◆ **EXERCISE DETAILS**:
From the line with "Query: concrete utility pole" to the last line of the material, both inclusive, transcribe every line exactly and nothing else.

◆ **DATA FOR ANALYSIS**:
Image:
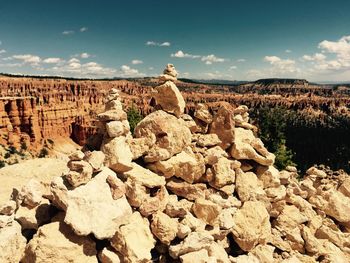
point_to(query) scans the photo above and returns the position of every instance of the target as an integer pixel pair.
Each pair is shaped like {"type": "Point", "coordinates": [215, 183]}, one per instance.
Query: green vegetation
{"type": "Point", "coordinates": [134, 117]}
{"type": "Point", "coordinates": [272, 123]}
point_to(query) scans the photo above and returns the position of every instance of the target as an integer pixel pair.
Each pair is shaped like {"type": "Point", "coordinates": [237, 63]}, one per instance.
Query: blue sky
{"type": "Point", "coordinates": [222, 39]}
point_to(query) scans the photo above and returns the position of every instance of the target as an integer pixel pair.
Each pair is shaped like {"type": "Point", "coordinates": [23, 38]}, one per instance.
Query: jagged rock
{"type": "Point", "coordinates": [118, 154]}
{"type": "Point", "coordinates": [223, 125]}
{"type": "Point", "coordinates": [95, 159]}
{"type": "Point", "coordinates": [170, 133]}
{"type": "Point", "coordinates": [206, 210]}
{"type": "Point", "coordinates": [80, 173]}
{"type": "Point", "coordinates": [195, 241]}
{"type": "Point", "coordinates": [12, 243]}
{"type": "Point", "coordinates": [248, 186]}
{"type": "Point", "coordinates": [208, 140]}
{"type": "Point", "coordinates": [200, 256]}
{"type": "Point", "coordinates": [246, 146]}
{"type": "Point", "coordinates": [108, 256]}
{"type": "Point", "coordinates": [33, 217]}
{"type": "Point", "coordinates": [8, 208]}
{"type": "Point", "coordinates": [251, 225]}
{"type": "Point", "coordinates": [202, 113]}
{"type": "Point", "coordinates": [134, 240]}
{"type": "Point", "coordinates": [184, 189]}
{"type": "Point", "coordinates": [31, 193]}
{"type": "Point", "coordinates": [92, 209]}
{"type": "Point", "coordinates": [187, 166]}
{"type": "Point", "coordinates": [56, 242]}
{"type": "Point", "coordinates": [169, 98]}
{"type": "Point", "coordinates": [164, 227]}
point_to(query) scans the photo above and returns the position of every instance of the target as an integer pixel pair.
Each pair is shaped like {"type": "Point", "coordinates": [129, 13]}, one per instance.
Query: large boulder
{"type": "Point", "coordinates": [57, 243]}
{"type": "Point", "coordinates": [92, 209]}
{"type": "Point", "coordinates": [171, 135]}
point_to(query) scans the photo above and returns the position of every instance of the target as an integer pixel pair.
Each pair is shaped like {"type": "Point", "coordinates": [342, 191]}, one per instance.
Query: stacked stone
{"type": "Point", "coordinates": [183, 189]}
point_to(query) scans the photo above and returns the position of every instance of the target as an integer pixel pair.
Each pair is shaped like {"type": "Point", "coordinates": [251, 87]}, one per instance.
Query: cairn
{"type": "Point", "coordinates": [182, 188]}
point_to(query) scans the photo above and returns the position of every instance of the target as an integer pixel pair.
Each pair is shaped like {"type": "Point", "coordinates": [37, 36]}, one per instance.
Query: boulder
{"type": "Point", "coordinates": [134, 240]}
{"type": "Point", "coordinates": [92, 209]}
{"type": "Point", "coordinates": [172, 136]}
{"type": "Point", "coordinates": [57, 243]}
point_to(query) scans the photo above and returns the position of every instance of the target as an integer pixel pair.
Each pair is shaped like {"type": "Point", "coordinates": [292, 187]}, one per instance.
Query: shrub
{"type": "Point", "coordinates": [134, 117]}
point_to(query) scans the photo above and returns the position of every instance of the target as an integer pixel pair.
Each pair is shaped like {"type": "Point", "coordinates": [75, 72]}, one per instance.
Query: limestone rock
{"type": "Point", "coordinates": [118, 154]}
{"type": "Point", "coordinates": [164, 227]}
{"type": "Point", "coordinates": [251, 225]}
{"type": "Point", "coordinates": [170, 133]}
{"type": "Point", "coordinates": [246, 146]}
{"type": "Point", "coordinates": [169, 98]}
{"type": "Point", "coordinates": [56, 243]}
{"type": "Point", "coordinates": [134, 240]}
{"type": "Point", "coordinates": [223, 125]}
{"type": "Point", "coordinates": [92, 209]}
{"type": "Point", "coordinates": [12, 243]}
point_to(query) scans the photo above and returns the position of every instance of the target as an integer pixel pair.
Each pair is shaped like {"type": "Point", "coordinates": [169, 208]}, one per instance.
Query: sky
{"type": "Point", "coordinates": [221, 39]}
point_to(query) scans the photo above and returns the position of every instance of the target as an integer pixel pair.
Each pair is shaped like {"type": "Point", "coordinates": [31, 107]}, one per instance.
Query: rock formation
{"type": "Point", "coordinates": [183, 188]}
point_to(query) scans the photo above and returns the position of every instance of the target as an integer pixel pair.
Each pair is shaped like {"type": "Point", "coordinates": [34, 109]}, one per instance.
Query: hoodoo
{"type": "Point", "coordinates": [182, 188]}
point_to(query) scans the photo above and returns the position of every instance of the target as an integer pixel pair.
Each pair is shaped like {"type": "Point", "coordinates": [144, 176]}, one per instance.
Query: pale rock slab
{"type": "Point", "coordinates": [252, 225]}
{"type": "Point", "coordinates": [57, 243]}
{"type": "Point", "coordinates": [134, 240]}
{"type": "Point", "coordinates": [12, 243]}
{"type": "Point", "coordinates": [172, 136]}
{"type": "Point", "coordinates": [118, 154]}
{"type": "Point", "coordinates": [92, 209]}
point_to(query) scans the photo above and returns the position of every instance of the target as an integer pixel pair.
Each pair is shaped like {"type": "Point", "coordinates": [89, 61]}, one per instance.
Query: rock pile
{"type": "Point", "coordinates": [182, 189]}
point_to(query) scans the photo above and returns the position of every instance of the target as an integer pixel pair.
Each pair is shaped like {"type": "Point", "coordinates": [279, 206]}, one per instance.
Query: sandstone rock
{"type": "Point", "coordinates": [56, 242]}
{"type": "Point", "coordinates": [108, 256]}
{"type": "Point", "coordinates": [169, 98]}
{"type": "Point", "coordinates": [248, 186]}
{"type": "Point", "coordinates": [246, 146]}
{"type": "Point", "coordinates": [134, 240]}
{"type": "Point", "coordinates": [81, 173]}
{"type": "Point", "coordinates": [206, 210]}
{"type": "Point", "coordinates": [112, 115]}
{"type": "Point", "coordinates": [95, 159]}
{"type": "Point", "coordinates": [118, 154]}
{"type": "Point", "coordinates": [195, 241]}
{"type": "Point", "coordinates": [12, 243]}
{"type": "Point", "coordinates": [223, 125]}
{"type": "Point", "coordinates": [184, 189]}
{"type": "Point", "coordinates": [208, 140]}
{"type": "Point", "coordinates": [33, 217]}
{"type": "Point", "coordinates": [31, 193]}
{"type": "Point", "coordinates": [170, 133]}
{"type": "Point", "coordinates": [187, 166]}
{"type": "Point", "coordinates": [202, 113]}
{"type": "Point", "coordinates": [252, 225]}
{"type": "Point", "coordinates": [164, 227]}
{"type": "Point", "coordinates": [92, 209]}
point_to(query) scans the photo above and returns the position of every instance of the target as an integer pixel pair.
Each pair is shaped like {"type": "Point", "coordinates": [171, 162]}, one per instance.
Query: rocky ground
{"type": "Point", "coordinates": [182, 188]}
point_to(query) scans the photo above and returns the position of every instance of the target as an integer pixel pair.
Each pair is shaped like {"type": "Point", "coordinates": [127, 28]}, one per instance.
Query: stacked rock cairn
{"type": "Point", "coordinates": [180, 189]}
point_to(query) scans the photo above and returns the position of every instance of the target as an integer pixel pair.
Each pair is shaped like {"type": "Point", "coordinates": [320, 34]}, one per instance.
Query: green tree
{"type": "Point", "coordinates": [134, 117]}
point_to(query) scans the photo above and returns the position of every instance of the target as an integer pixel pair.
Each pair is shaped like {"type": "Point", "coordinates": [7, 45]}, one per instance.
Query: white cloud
{"type": "Point", "coordinates": [181, 54]}
{"type": "Point", "coordinates": [126, 71]}
{"type": "Point", "coordinates": [316, 57]}
{"type": "Point", "coordinates": [210, 59]}
{"type": "Point", "coordinates": [136, 62]}
{"type": "Point", "coordinates": [85, 55]}
{"type": "Point", "coordinates": [28, 58]}
{"type": "Point", "coordinates": [52, 60]}
{"type": "Point", "coordinates": [68, 32]}
{"type": "Point", "coordinates": [157, 44]}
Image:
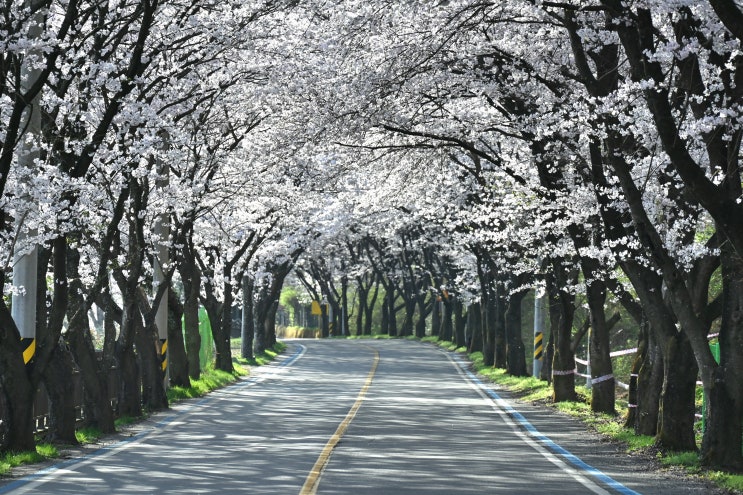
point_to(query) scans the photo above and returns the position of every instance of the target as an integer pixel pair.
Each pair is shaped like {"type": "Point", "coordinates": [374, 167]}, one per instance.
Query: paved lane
{"type": "Point", "coordinates": [422, 427]}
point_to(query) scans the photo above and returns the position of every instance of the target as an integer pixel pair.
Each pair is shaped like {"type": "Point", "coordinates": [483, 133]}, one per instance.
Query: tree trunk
{"type": "Point", "coordinates": [488, 330]}
{"type": "Point", "coordinates": [460, 321]}
{"type": "Point", "coordinates": [721, 445]}
{"type": "Point", "coordinates": [177, 359]}
{"type": "Point", "coordinates": [247, 331]}
{"type": "Point", "coordinates": [153, 378]}
{"type": "Point", "coordinates": [677, 404]}
{"type": "Point", "coordinates": [191, 277]}
{"type": "Point", "coordinates": [222, 332]}
{"type": "Point", "coordinates": [516, 352]}
{"type": "Point", "coordinates": [60, 388]}
{"type": "Point", "coordinates": [436, 318]}
{"type": "Point", "coordinates": [602, 374]}
{"type": "Point", "coordinates": [447, 330]}
{"type": "Point", "coordinates": [500, 342]}
{"type": "Point", "coordinates": [474, 327]}
{"type": "Point", "coordinates": [562, 309]}
{"type": "Point", "coordinates": [393, 314]}
{"type": "Point", "coordinates": [94, 373]}
{"type": "Point", "coordinates": [270, 323]}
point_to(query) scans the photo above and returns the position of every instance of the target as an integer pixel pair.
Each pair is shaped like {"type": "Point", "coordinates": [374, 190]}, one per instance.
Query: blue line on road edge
{"type": "Point", "coordinates": [544, 440]}
{"type": "Point", "coordinates": [40, 474]}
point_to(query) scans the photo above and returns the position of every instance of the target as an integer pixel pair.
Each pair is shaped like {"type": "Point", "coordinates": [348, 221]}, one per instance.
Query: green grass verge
{"type": "Point", "coordinates": [213, 379]}
{"type": "Point", "coordinates": [533, 389]}
{"type": "Point", "coordinates": [690, 461]}
{"type": "Point", "coordinates": [10, 460]}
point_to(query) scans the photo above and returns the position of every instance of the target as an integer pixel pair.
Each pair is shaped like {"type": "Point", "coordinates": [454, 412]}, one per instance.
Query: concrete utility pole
{"type": "Point", "coordinates": [539, 322]}
{"type": "Point", "coordinates": [25, 252]}
{"type": "Point", "coordinates": [162, 259]}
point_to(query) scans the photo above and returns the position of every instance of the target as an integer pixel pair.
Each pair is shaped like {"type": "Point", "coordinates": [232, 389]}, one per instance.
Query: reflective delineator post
{"type": "Point", "coordinates": [162, 259]}
{"type": "Point", "coordinates": [539, 321]}
{"type": "Point", "coordinates": [25, 252]}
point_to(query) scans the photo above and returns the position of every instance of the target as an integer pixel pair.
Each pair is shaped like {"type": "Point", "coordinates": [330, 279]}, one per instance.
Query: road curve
{"type": "Point", "coordinates": [361, 417]}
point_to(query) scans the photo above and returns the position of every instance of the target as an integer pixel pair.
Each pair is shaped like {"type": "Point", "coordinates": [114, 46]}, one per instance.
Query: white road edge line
{"type": "Point", "coordinates": [540, 442]}
{"type": "Point", "coordinates": [32, 481]}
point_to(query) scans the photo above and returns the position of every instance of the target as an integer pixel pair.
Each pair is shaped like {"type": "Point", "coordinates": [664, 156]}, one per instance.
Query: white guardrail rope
{"type": "Point", "coordinates": [600, 379]}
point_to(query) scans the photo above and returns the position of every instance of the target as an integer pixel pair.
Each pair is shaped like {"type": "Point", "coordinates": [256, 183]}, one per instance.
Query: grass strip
{"type": "Point", "coordinates": [43, 452]}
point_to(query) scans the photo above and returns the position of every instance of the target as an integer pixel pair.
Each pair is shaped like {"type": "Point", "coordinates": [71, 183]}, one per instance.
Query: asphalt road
{"type": "Point", "coordinates": [356, 417]}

◆ **TASK OUTPUT**:
Query: concrete utility pole
{"type": "Point", "coordinates": [539, 322]}
{"type": "Point", "coordinates": [25, 252]}
{"type": "Point", "coordinates": [162, 259]}
point_to(query) scans the photo above and returns the position of every instance of the target as an integer pixel pair.
Each pair is shaped like {"type": "Point", "coordinates": [232, 389]}, one per instance.
Query: reflective delineator post
{"type": "Point", "coordinates": [162, 259]}
{"type": "Point", "coordinates": [539, 321]}
{"type": "Point", "coordinates": [25, 252]}
point_to(query) scans the photo above and returns the position of every instance of the target as an integer pixel pair.
Each pair is shaped like {"type": "Point", "coordinates": [330, 279]}, one per instance.
Query: road curve
{"type": "Point", "coordinates": [361, 417]}
point_to(query) scans the photo above and returns the position of every instance of the target as an integer pixel pair.
Each pair is shaped like {"type": "Point", "coordinates": [114, 46]}, one per instance.
Query: white road edge line
{"type": "Point", "coordinates": [540, 442]}
{"type": "Point", "coordinates": [32, 481]}
point_to(query) scans the photo above and returns the position of every instance of the target as an integer pixel pair.
Each pair is shaped like {"type": "Point", "coordinates": [664, 156]}, one per instance.
Query: white guardrail rope
{"type": "Point", "coordinates": [600, 379]}
point_to(query) scans the photo above and returns the position of every instance of the target as an integer pixel pair.
Each pair is shaped like {"type": "Point", "coordinates": [256, 183]}, one per instance.
Query: grass strip
{"type": "Point", "coordinates": [43, 452]}
point_to(query) scans the photo above and returns the position of every instance of the target as an integer pixel pair.
Each pair is shaped like {"type": "Point", "coordinates": [71, 183]}, one per instance.
Query: asphalt road
{"type": "Point", "coordinates": [356, 417]}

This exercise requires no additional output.